### [Exercise]
Start with the line containing "Can you see the van" and write out each line through the end of the listing, exactly as given.

### [Supplied information]
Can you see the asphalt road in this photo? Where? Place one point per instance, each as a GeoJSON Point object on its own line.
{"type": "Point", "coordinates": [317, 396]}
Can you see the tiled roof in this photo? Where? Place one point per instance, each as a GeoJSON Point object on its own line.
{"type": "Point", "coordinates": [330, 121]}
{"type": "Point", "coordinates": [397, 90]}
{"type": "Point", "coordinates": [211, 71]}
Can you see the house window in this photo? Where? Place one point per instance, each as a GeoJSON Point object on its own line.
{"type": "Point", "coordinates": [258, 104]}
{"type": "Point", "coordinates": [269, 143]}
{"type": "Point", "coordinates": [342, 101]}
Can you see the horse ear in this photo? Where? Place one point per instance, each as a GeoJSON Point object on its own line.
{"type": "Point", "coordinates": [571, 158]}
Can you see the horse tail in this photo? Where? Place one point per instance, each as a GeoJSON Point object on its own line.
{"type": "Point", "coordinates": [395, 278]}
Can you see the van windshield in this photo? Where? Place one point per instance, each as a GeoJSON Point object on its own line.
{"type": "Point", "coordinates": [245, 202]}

### [Solution for this problem]
Can you see the van windshield in this photo? Where? Place one point per instance, each as a GeoJSON Point object on its own line.
{"type": "Point", "coordinates": [245, 202]}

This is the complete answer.